Foreign Keys and Performance in a Microsoft Fabric Warehouse

Problem

In late 2024, I noticed a comment on the Microsoft Learn site stating that foreign keys could improve query performance on tables in a Fabric warehouse. That claim immediately caught my attention. I wanted to answer a simple question: Do relationships help, hurt, or have no effect when added to tables in a Fabric warehouse?

Let’s get more specific—do foreign keys improve query performance when reading data (not loading)? In other words, do they make queries run faster?

Before reading further, take a guess! What do you think will happen? Drop your answer in the comments, or just make a mental note before we dive in.

Solution

In this article, I will explore Microsoft Fabric performance effects of adding relationships to tables in a Fabric warehouse. We’ll start by looking at how to add relationships using T-SQL. Next, we’ll create two tables and load one billion rows. Then, we’ll add some relationships. Finally, using our trusty Query Insight view, we’ll determine what sort of effect they produce.

By the end of this article, I’ll answer the big question: Do foreign key relationships make queries run faster in a Fabric warehouse?

Foreign Keys

Foreign keys have long been a staple in databases, primarily serving as a data integrity tool rather than a performance booster. Like any constraint, they add overhead when inserting, updating, and deleting rows in a table. However, we’re often willing to accept that overhead in exchange for the certainty they provide in maintaining data integrity.

If you’re staring down a database with hundreds of tables and need to purge data, you’ll hope those foreign keys exist.

Foreign Key Performance Boost

In SQL Server, you can experience join elimination using foreign key constraints. Grant Fritchey covered this on his ScaryDBA blog. Also, Bert Wagner recorded a terrific YouTube video titled “What’s Join Elimination?”

******************************

### [Description of the task]
Please say whether each statement agrees with the foreign keys article, answering yes or no and quoting the deciding words: 1. The comment about foreign keys improving query performance appeared on the Microsoft Learn site. 2. The test loads one million rows into the two tables. 3. The article describes foreign keys as primarily a performance booster. The material after this point isn't needed.

### [Material]
******************************

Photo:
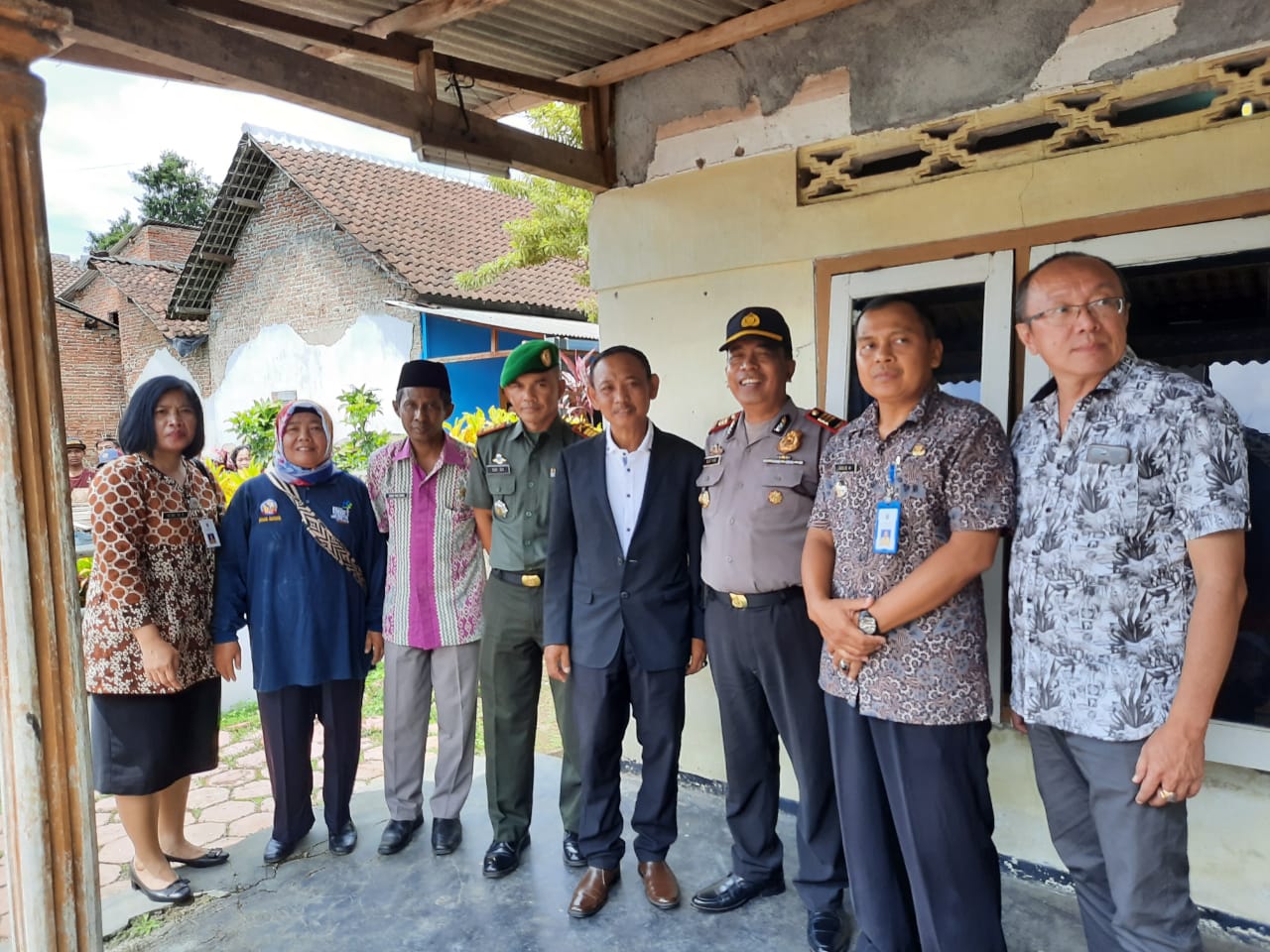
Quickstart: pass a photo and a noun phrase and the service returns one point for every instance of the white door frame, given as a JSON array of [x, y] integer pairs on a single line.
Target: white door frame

******************************

### [Response to this exercise]
1. Yes: "I noticed a comment on the Microsoft Learn site stating that foreign keys could improve query performance on tables in a Fabric warehouse"
2. No: "load one billion rows"
3. No: "primarily serving as a data integrity tool rather than a performance booster"